Given exercise » In the records below, locate the line containing "man in background"; output that line and every following line through the last, exactly.

Information supplied »
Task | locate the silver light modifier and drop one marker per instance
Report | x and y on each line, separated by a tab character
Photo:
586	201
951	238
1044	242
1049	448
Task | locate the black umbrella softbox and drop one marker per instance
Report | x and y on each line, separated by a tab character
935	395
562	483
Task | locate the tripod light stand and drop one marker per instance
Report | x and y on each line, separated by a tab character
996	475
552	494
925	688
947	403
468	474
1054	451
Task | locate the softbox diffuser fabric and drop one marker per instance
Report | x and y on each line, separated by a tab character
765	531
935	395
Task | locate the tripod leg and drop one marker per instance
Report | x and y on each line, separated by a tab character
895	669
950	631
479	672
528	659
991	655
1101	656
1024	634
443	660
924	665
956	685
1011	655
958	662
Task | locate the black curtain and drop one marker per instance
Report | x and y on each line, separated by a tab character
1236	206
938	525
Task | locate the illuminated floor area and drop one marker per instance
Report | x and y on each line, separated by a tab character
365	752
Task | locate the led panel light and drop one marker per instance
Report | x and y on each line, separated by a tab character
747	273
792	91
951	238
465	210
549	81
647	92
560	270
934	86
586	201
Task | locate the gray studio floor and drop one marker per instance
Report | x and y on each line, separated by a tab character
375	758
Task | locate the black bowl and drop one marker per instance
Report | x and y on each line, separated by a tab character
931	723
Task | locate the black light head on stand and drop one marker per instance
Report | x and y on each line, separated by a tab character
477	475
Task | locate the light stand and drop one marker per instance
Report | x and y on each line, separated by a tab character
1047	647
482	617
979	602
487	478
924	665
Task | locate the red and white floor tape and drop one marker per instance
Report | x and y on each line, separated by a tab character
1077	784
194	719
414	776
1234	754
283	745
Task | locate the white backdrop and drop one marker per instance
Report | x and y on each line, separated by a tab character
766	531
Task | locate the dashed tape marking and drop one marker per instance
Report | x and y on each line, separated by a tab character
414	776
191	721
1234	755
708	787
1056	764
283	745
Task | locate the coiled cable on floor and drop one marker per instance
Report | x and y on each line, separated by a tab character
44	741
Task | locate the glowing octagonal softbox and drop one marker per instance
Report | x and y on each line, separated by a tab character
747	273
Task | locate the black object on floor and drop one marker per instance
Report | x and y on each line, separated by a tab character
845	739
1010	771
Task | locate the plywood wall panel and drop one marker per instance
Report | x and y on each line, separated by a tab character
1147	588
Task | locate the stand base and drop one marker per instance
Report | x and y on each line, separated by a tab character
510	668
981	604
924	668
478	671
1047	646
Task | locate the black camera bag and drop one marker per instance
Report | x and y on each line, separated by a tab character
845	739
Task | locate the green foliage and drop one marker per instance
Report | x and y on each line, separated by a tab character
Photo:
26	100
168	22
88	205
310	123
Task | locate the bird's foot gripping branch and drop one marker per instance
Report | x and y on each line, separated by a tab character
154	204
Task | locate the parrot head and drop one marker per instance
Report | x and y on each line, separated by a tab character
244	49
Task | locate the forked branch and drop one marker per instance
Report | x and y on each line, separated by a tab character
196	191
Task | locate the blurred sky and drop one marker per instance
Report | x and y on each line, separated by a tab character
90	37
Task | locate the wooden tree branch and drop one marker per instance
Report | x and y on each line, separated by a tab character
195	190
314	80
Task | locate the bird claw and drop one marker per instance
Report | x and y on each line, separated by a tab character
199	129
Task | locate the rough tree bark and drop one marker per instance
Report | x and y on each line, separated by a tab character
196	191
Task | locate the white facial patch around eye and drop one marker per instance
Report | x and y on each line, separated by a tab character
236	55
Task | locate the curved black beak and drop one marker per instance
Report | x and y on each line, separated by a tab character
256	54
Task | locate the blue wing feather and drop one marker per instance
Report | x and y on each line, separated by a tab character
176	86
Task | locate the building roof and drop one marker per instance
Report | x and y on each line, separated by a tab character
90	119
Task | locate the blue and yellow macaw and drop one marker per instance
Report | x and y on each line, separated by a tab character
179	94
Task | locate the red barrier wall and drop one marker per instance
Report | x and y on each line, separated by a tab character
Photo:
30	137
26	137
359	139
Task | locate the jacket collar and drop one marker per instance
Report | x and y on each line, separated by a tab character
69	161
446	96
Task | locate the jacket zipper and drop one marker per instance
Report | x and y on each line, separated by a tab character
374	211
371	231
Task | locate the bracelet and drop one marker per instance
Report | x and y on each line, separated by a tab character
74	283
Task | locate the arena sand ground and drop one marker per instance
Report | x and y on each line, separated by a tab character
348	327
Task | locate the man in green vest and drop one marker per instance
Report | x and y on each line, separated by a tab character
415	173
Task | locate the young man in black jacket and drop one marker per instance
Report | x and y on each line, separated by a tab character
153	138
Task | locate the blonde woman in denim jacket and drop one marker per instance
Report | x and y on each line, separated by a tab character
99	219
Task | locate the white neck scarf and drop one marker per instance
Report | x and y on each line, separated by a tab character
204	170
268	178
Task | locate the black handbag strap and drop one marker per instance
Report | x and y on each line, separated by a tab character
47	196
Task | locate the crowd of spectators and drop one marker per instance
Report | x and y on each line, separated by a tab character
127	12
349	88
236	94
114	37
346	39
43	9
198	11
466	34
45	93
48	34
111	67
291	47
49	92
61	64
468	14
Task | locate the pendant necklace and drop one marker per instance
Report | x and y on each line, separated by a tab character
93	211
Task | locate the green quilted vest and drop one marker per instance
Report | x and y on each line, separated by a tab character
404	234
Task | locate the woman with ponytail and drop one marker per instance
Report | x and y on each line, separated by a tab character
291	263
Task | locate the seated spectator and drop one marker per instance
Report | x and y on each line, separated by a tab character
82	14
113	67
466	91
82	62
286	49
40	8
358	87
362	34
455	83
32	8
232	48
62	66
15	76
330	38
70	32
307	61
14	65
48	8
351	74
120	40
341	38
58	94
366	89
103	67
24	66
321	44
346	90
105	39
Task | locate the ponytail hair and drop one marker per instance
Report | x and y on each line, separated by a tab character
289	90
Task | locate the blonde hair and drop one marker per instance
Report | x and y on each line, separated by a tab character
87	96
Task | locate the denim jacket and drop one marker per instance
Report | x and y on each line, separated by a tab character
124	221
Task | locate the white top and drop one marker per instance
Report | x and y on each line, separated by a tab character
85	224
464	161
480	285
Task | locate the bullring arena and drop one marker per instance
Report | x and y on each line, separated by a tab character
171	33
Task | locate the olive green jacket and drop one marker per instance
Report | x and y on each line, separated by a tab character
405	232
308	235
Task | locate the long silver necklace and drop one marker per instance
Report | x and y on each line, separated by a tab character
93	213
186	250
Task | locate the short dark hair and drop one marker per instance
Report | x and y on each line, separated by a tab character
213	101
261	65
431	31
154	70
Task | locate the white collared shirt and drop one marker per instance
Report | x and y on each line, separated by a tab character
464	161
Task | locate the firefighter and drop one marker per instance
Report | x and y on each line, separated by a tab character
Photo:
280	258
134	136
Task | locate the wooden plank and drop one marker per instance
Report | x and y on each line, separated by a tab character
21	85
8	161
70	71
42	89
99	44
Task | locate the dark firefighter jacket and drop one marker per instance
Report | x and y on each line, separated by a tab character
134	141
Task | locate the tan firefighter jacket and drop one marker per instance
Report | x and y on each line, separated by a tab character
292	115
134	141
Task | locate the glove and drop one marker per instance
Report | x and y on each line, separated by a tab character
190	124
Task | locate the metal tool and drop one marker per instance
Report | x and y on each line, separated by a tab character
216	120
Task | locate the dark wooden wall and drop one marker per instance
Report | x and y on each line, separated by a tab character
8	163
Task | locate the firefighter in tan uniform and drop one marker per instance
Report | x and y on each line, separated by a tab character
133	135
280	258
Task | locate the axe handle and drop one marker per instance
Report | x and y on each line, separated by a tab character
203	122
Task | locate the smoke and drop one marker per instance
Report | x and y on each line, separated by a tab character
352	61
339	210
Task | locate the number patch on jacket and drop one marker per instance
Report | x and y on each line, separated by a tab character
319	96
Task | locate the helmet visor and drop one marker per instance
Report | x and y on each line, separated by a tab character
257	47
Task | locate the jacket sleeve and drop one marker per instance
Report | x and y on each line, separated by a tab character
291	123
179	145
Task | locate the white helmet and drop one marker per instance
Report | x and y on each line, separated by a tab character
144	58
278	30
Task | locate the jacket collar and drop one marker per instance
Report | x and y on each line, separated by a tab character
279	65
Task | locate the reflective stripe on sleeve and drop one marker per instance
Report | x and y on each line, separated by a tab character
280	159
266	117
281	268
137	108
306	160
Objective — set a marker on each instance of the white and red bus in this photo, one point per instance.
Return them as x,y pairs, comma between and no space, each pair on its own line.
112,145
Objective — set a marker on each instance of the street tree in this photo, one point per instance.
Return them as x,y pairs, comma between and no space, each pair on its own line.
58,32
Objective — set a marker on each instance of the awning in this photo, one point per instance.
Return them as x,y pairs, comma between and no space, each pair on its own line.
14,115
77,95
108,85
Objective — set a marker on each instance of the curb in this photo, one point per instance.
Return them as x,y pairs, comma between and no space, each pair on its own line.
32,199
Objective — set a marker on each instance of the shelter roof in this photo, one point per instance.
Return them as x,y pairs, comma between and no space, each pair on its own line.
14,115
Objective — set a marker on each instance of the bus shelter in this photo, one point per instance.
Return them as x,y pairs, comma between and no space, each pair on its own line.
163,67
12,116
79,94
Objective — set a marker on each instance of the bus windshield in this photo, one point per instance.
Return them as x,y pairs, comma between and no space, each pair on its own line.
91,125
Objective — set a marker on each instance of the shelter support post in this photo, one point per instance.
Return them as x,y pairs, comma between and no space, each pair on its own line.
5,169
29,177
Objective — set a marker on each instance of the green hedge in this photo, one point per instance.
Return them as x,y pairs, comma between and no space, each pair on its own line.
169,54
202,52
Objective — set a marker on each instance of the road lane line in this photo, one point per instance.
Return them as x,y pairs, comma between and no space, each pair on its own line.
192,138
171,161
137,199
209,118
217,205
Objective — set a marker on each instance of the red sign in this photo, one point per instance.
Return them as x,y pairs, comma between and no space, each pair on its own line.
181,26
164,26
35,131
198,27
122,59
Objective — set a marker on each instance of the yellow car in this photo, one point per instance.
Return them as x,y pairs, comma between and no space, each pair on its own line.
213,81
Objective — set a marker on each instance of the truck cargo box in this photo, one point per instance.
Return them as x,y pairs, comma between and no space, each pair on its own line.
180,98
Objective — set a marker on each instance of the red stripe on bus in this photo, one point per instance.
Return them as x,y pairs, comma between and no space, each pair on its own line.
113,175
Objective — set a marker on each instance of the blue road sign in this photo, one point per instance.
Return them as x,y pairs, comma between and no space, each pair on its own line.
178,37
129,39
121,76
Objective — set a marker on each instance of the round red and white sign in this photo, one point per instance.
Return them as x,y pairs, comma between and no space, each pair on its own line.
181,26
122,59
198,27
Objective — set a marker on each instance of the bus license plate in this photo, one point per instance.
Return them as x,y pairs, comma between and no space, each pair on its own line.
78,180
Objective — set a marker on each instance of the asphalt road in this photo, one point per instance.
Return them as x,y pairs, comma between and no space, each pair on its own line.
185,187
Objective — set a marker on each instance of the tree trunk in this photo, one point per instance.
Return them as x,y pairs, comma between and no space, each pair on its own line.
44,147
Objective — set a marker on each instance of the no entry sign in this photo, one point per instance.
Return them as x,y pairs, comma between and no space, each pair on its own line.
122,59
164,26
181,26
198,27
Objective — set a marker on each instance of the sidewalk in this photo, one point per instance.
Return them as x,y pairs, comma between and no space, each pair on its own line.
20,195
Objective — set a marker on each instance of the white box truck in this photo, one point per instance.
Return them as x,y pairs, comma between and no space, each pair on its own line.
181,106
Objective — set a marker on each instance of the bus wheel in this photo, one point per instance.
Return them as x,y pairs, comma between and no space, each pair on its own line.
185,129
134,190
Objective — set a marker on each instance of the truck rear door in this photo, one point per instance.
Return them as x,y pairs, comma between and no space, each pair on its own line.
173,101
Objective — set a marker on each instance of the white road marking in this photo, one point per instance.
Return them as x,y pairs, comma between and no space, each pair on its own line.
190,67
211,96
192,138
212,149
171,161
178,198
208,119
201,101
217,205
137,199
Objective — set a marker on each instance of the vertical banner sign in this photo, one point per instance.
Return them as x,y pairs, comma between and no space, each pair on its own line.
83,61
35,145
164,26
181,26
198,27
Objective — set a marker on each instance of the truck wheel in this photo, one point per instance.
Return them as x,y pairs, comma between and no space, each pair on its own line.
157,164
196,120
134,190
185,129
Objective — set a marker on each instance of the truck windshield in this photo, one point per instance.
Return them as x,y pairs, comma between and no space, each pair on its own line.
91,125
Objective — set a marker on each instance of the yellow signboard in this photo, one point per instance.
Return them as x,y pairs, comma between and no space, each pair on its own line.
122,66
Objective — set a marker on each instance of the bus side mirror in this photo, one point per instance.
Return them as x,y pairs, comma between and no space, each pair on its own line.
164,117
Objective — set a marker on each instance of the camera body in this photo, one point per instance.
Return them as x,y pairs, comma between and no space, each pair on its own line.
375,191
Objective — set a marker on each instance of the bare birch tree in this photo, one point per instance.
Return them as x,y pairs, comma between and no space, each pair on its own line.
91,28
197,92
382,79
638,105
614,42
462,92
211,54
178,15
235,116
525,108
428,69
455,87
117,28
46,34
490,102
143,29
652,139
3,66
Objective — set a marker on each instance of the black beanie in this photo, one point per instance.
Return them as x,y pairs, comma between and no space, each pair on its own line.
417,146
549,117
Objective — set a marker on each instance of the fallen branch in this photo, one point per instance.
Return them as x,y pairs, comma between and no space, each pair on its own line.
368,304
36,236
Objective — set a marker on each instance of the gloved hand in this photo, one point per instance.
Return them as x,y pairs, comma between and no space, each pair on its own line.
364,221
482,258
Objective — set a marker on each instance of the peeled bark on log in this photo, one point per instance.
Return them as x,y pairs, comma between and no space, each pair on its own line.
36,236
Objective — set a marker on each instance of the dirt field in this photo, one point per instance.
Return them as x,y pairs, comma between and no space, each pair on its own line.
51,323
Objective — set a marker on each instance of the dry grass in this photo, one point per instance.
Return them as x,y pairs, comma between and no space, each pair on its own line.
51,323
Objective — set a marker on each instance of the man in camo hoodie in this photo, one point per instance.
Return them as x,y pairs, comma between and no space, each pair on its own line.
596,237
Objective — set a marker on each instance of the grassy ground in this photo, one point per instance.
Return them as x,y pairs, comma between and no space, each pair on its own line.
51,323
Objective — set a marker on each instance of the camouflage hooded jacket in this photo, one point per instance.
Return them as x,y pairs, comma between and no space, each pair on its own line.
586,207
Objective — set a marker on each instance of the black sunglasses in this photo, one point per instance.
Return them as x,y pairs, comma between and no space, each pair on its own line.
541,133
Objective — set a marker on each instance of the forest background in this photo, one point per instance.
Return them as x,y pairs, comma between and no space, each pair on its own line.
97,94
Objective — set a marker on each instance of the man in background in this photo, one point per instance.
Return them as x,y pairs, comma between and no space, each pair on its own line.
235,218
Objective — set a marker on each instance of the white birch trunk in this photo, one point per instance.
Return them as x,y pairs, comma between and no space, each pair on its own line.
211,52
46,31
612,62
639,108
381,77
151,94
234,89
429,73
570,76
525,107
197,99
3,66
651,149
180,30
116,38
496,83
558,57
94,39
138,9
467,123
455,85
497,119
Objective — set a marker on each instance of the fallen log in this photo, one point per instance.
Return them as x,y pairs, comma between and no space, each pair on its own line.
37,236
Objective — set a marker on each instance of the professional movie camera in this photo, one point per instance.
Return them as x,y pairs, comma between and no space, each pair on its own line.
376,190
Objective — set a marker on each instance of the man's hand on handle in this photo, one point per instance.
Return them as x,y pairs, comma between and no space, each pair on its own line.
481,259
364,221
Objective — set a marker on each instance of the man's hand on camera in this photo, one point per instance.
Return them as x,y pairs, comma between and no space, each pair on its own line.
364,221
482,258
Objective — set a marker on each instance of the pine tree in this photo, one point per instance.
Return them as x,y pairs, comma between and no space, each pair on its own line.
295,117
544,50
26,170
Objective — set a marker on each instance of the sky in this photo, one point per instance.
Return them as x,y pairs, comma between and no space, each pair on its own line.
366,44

Output of the task »
Objective — set a marker on each instance of the man in background in this photo, one point per instance.
Return them as x,y pairs, comma between and no space, each pair on its own line.
235,218
Objective — set a marker on each instance of the white birch trunk in this photo, one point per instance.
Return them as x,y pairs, comma between and no space, each pair on its own line.
211,52
46,31
612,62
639,108
381,77
151,94
234,89
429,73
570,76
525,107
197,99
3,66
651,149
180,30
116,38
496,83
558,57
94,39
138,9
467,123
455,85
497,119
Objective — set a marker on each instance of the fallen log in this photo, one point per instance.
Return them as x,y pairs, comma between and no space, each pair on its own line.
37,236
Objective — set a marker on each instance of the professional movie camera in this photo, one point per instance.
Return them as x,y pairs, comma between and no space, each pair on its own line.
376,190
Objective — set a marker on each instance of the man's hand on handle in this photo, one point per instance.
Return them as x,y pairs, comma between and no space, each pair on its own line.
481,259
364,221
Objective — set a marker on each instance of the man's hand on camera in this photo, one point per instance.
Return them as x,y pairs, comma between and no space, each pair on its own line.
364,221
482,258
Objective — set a marker on each instance of the pine tree in this photo, one point per instance.
Return them as x,y pairs, comma between and no space, each pair on its own line.
295,117
544,50
26,170
Objective — set a marker on each instance of the sky in this photo, one point per instance.
Return them as x,y pairs, comma between and no space, each pair on its own line.
366,44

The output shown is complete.